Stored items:
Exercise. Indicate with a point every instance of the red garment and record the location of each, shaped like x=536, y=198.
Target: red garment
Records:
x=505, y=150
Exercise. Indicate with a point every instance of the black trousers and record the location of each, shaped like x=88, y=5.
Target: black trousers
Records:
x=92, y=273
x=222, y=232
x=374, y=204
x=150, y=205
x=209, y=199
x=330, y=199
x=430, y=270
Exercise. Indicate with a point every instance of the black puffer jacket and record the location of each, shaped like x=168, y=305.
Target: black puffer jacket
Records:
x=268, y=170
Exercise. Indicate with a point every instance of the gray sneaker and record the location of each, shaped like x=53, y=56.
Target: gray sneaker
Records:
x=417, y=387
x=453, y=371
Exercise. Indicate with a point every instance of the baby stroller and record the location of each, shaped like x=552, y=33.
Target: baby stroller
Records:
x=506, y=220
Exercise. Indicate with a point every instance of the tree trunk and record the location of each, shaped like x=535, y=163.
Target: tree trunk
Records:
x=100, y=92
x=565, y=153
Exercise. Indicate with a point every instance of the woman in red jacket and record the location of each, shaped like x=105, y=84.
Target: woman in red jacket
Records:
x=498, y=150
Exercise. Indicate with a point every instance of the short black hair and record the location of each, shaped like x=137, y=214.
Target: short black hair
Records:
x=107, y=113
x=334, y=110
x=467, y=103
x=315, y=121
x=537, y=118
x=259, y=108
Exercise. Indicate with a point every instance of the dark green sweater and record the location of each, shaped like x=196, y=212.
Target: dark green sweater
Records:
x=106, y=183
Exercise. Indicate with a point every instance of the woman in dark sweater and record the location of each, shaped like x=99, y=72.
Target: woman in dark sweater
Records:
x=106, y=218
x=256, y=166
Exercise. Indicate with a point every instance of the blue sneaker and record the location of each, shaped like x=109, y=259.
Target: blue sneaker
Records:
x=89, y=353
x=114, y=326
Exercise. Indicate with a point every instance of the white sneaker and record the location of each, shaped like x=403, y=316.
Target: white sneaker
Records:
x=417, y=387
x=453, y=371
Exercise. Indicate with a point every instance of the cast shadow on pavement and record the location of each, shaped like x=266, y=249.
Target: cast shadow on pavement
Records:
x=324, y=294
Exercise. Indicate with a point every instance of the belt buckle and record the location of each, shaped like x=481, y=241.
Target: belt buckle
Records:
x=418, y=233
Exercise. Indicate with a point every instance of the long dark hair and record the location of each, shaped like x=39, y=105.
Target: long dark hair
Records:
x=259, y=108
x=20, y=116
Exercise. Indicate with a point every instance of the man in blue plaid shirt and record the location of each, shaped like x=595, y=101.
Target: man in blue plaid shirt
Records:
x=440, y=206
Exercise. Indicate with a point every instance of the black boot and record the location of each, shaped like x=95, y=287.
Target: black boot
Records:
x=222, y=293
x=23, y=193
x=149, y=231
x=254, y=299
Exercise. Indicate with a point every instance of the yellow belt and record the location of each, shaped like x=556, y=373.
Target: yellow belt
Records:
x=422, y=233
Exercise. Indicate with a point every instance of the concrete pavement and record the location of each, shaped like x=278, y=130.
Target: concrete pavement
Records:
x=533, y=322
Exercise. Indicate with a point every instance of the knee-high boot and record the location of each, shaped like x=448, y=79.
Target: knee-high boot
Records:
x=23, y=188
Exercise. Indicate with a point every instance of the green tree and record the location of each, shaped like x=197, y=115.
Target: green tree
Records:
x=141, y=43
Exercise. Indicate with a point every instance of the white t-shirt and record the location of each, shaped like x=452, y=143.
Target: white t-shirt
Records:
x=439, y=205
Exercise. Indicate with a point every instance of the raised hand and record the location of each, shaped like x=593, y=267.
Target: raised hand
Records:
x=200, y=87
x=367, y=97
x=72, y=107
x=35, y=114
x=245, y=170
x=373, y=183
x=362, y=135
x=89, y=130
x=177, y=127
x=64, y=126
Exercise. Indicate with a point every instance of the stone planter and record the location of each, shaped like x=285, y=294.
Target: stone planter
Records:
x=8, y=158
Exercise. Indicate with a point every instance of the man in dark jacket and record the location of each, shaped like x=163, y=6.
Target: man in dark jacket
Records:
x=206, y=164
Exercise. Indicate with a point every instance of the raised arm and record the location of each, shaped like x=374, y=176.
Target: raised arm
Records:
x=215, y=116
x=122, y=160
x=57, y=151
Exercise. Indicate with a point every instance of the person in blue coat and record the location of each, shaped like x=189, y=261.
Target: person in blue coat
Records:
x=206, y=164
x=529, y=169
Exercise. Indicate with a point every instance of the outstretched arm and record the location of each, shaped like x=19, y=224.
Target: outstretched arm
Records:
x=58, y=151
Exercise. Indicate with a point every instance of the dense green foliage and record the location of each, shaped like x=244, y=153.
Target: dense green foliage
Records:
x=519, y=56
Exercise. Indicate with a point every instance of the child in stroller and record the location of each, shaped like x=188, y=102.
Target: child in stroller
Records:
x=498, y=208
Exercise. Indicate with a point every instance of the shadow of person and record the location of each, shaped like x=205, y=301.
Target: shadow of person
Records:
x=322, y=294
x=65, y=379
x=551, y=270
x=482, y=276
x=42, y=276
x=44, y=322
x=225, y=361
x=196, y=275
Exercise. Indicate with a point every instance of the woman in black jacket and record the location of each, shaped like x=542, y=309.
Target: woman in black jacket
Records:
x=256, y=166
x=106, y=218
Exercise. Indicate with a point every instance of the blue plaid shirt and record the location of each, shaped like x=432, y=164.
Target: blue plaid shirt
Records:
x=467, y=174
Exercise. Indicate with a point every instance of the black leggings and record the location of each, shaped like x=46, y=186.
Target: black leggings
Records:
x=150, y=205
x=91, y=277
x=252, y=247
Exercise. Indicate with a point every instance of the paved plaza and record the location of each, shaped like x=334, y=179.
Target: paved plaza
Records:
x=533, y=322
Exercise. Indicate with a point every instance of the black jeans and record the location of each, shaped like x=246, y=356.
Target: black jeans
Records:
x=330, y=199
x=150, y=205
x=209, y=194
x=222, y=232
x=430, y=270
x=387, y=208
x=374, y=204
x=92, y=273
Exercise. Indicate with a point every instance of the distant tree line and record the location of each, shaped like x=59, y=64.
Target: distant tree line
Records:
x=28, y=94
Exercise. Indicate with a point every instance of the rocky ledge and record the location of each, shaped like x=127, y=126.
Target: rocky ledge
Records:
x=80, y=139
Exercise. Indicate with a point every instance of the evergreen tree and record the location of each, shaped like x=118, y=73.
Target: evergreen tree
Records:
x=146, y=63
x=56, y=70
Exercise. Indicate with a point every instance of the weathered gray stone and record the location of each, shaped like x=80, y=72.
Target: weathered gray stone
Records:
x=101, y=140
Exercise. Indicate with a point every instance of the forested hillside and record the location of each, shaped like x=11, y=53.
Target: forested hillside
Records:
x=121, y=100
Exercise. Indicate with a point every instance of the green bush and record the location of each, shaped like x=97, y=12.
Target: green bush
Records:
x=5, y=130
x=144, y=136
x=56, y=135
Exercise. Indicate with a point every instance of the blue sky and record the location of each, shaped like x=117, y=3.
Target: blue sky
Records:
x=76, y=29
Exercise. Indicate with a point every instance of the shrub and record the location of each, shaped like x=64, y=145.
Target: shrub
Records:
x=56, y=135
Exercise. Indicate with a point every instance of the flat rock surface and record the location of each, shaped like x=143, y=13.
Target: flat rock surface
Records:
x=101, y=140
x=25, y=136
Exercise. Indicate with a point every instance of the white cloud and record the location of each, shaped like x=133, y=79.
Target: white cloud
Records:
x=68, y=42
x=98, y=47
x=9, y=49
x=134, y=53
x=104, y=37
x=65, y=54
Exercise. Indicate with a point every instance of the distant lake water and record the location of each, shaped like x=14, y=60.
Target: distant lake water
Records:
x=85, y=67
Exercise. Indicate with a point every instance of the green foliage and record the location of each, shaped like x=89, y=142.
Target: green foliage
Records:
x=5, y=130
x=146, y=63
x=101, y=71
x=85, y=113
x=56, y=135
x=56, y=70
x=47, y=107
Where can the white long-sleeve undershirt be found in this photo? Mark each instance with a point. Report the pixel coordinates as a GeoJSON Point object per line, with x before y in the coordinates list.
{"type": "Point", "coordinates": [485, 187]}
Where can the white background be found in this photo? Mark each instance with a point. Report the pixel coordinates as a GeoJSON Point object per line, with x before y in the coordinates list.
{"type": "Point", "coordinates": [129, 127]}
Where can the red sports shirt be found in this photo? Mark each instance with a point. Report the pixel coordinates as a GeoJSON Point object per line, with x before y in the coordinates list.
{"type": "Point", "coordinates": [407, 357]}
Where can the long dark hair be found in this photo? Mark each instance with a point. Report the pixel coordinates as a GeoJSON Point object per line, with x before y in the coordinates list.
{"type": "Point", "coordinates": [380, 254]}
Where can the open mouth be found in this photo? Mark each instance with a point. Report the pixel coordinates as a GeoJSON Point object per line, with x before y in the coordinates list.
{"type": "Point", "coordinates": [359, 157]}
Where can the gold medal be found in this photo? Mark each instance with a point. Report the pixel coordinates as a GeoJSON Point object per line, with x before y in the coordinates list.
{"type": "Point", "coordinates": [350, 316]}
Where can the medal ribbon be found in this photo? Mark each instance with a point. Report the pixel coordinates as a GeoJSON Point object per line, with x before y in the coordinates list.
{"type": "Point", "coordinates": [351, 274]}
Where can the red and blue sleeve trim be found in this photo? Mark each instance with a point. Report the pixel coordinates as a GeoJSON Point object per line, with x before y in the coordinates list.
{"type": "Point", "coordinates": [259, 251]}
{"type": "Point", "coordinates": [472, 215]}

WHAT TO WORK ON: Set down exactly what runs from the line containing "like x=89, y=142." through the last line above, both lines included.

ANSWER SPACE:
Exercise. Indicate with a point every instance of the green foliage and record the location of each, shaped like x=89, y=142.
Target: green foliage
Records:
x=5, y=130
x=146, y=63
x=101, y=71
x=85, y=113
x=56, y=135
x=56, y=70
x=47, y=107
Where can the white long-sleeve undershirt be found in this photo? Mark each instance with a point. Report the pixel coordinates as a GeoJSON Point object per line, with x before y in the coordinates list.
{"type": "Point", "coordinates": [485, 187]}
Where can the white background be found in this photo? Mark each instance with a point. Report the pixel coordinates as a GeoJSON Point object per line, with x before y in the coordinates list.
{"type": "Point", "coordinates": [129, 127]}
Where can the red sports shirt be found in this photo? Mark each instance with a point. Report the pixel coordinates as a GeoJSON Point object per line, with x before y in the coordinates list.
{"type": "Point", "coordinates": [407, 357]}
Where can the long dark hair be found in this photo? Mark each instance with a point. Report the pixel coordinates as a GeoJSON Point object per line, with x before y in the coordinates list.
{"type": "Point", "coordinates": [380, 254]}
Where can the open mouth be found in this photo? Mark each instance with a point. Report the pixel coordinates as a GeoJSON Point object per line, with x before y in the coordinates list.
{"type": "Point", "coordinates": [359, 157]}
Where can the gold medal be found in this photo? Mark each instance with a point. Report the pixel coordinates as a GeoJSON Point object per line, with x before y in the coordinates list.
{"type": "Point", "coordinates": [350, 316]}
Where can the medal ribbon be found in this photo? Mark each instance with a point. Report the pixel coordinates as a GeoJSON Point object per line, with x before y in the coordinates list.
{"type": "Point", "coordinates": [351, 274]}
Where can the red and blue sleeve trim be found in this photo? Mark each instance with a point. Report the pixel coordinates as a GeoJSON Point object per line, with x before y in the coordinates list.
{"type": "Point", "coordinates": [259, 251]}
{"type": "Point", "coordinates": [472, 215]}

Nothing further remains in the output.